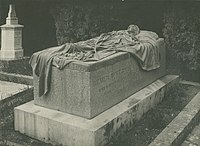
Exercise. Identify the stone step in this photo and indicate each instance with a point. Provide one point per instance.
(193, 139)
(16, 78)
(13, 94)
(17, 66)
(177, 131)
(61, 128)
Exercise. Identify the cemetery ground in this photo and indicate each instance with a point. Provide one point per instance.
(144, 132)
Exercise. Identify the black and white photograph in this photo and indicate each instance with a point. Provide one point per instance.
(99, 73)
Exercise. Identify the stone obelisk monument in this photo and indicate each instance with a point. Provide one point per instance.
(11, 37)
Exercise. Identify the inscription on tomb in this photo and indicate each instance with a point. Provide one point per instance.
(18, 39)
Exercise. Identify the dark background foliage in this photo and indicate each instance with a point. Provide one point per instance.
(182, 37)
(50, 23)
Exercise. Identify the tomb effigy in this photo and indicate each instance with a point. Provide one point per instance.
(86, 93)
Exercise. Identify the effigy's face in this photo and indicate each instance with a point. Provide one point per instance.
(133, 30)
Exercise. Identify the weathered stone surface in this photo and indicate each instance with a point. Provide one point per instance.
(16, 78)
(178, 129)
(8, 89)
(11, 37)
(17, 66)
(62, 128)
(88, 88)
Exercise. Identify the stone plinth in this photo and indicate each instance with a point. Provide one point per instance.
(87, 89)
(11, 37)
(68, 130)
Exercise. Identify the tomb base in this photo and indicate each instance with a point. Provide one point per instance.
(11, 54)
(57, 127)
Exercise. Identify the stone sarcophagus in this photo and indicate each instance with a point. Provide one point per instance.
(87, 89)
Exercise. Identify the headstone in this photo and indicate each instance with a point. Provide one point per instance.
(11, 37)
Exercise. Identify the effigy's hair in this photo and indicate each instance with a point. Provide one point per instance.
(134, 29)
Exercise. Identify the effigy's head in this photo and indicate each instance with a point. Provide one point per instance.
(133, 29)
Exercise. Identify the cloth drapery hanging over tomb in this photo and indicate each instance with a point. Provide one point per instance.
(142, 44)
◇ ◇ ◇ ◇ ◇
(GIVEN PROBLEM) Could you rewrite all of the records above as a JSON list of strings, one string per line, with blank lines dropped and the pictures left out?

(FINISHED EXERCISE)
[
  "Exercise. Identify the stone step in this photo and indicate each instance with a point. Provide one point per instance.",
  "(193, 139)",
  "(16, 78)",
  "(13, 94)",
  "(17, 66)",
  "(177, 131)",
  "(61, 128)",
  "Exercise. Identify the cemetery ground in this photo and indicate each instance with a point. Provide one point per instance.",
  "(144, 132)",
  "Exercise. Identify the black and white photograph in this photo and indicate each instance with a point. Provide one point per instance.",
  "(99, 73)",
  "Exercise. Identify the stone obelisk monument in this photo and indicate each instance with a point. Provide one point per instance.",
  "(11, 37)",
  "Exercise. Identify the inscription on tomb in this photo and indicate each instance with a point. Provide one point per instance.",
  "(18, 39)",
  "Exercise. Identify the dark background foliage in this photo and indicate each instance with a point. Provide one point per instance.",
  "(182, 37)",
  "(50, 23)",
  "Exercise. Identify the tomb effigy in this photo and indicate each instance with a point. Provide one point per instance.",
  "(86, 93)",
  "Exercise. Identify the effigy's face in this photo and indicate each instance with a point. Provide one point per instance.",
  "(133, 30)",
  "Exercise. Identify the weathered stone surface in this photo and indicate each instance with a point. Provide one point per instance.",
  "(16, 78)",
  "(178, 129)",
  "(8, 89)",
  "(11, 37)",
  "(17, 66)",
  "(62, 128)",
  "(88, 88)",
  "Exercise. Identify the stone plinth in this photo and indicate each instance with a point. Provide one point per instance.",
  "(87, 89)",
  "(11, 37)",
  "(68, 130)",
  "Exercise. Identify the tomb base in this photo and indicate each instance with a point. Provide one point per instance.",
  "(11, 54)",
  "(57, 127)",
  "Exercise. Identify the stone sarcophagus in this photo and indicate each instance with a point. Provide one point per instance.",
  "(87, 89)",
  "Exercise. Identify the headstone in this photo and indicate each instance with a point. Provide one point per instance.",
  "(11, 37)",
  "Exercise. Identify the effigy's hair in this photo and indicate each instance with a point. Provide one point per instance.",
  "(134, 29)",
  "Exercise. Identify the effigy's head in this photo and indicate each instance with a point. Provide one point per instance.",
  "(133, 29)",
  "Exercise. Identify the cloth drapery hanging over tomb in this photo and indicate each instance with a point. Provide one point per instance.",
  "(142, 44)"
]